━━ ARTICLE ━━
JavaScript remove duplicates, get unique/distinct values from Array with ES6+ Set and spread
With ES6+, more developers should be leveraging built-ins than are using lodash functions.
This post will go through how to remove duplicates ie. get distinct/unique values from an Array using ES6 Set. This gives you a one-line implementation of lodash/underscore’s uniq
function:
const dedupe = list => [...new Set(list)];
This rest of the post goes through the how and why this works. It explores Sets, iterables and a bit of complexity theory with Big-O notation.
Table of Contents
What’s a set anyways?
a set is an abstract data type that can store unique values, without any particular order.
Let’s look at that definition and draw some conclusions:
- “store unique values” → Sets don’t contain duplicates
- “without any particular order”, we should stick to lists if we care about ordering
In practice, and within the lense of ES6 JavaScript (of which Sets are a part of):
The
Set
object lets you store unique values of any type, whether primitive values or object references.
new Set()
accepts an iterable as an argument (see MDN Set Syntax section),
a JavaScript Array is iterable (see the iterable protocol on MDN).
Sets are also iterable themselves, which means they can be spread, spread is the ...
━━━
━━ SUPPLIED MATERIAL ━━
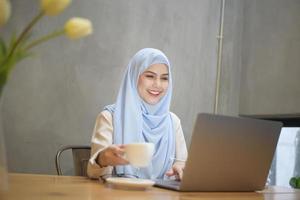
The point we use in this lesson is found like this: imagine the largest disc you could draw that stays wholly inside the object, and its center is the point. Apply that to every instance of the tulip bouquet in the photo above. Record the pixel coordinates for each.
(19, 47)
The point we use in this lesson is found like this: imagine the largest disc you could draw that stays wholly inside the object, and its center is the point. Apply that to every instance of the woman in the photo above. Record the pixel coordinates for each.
(140, 114)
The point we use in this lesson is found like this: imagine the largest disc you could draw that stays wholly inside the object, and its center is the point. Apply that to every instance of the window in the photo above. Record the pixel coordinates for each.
(286, 161)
━━━
[EXERCISE SET]:
- a) Copy out the three records that follow the JavaScript deduplication article, word for word, and leave out the picture.
- b) Extend the article on removing duplicates with a JavaScript Set, picking up after its final line.

[RESULTS OF THE EXERCISE]:
- a)
The point we use in this lesson is found like this: imagine the largest disc you could draw that stays wholly inside the object, and its center is the point. Apply that to every instance of the tulip bouquet in the photo above. Record the pixel coordinates for each.
(19, 47)
The point we use in this lesson is found like this: imagine the largest disc you could draw that stays wholly inside the object, and its center is the point. Apply that to every instance of the woman in the photo above. Record the pixel coordinates for each.
(140, 114)
The point we use in this lesson is found like this: imagine the largest disc you could draw that stays wholly inside the object, and its center is the point. Apply that to every instance of the window in the photo above. Record the pixel coordinates for each.
(286, 161)

- b)
inside the square brackets []
(see MDN Docs - javascript Spread).
Set applied to a dedupe function
So if we break down the dedupe function call:
const dedupe = list => [...new Set(list)];
- create a new Set using the passed
list
argument - spread the newly created Set into an Array
- return the array created in step 2 with an implicit arrow function return
Performance of a Set-based deduplication/unique function
Remy Sharp has a great post called “Reduce spread and the path to unique” on the performance implications of different approaches to creating unique arrays.
His post doesn’t actually go through our dedupe
function but his benchmarks include it.
The ES6 Set-based solution is somewhere in the middle in terms of performance, why use it?
Maybe you shouldn’t, especially if you’ve already loaded Lodash or some other utility library.
The advantages of the Set approach are twofold.
First of all you should be able to write the code inline (ie.
const userIds = [...new Set(maybeDupeIds)];
) and it’s still legible,
most JavaScript engineers will understand what’s happening there
(we’re creating a new de-duped Array from maybeDupeIds
).
The second reason is that the V8 team (V8 is the JavaScript engine that powers Chrome and Node.js) optimises for real-world usage, that means spread and Set’s performance is likely to keep improving as when/if they can drop more optimisations in.
In-depth ES6 Set use-cases
Keeping track of unique values
A Set by definition stores unique values. This is great if you might try to add the same entry multiple times.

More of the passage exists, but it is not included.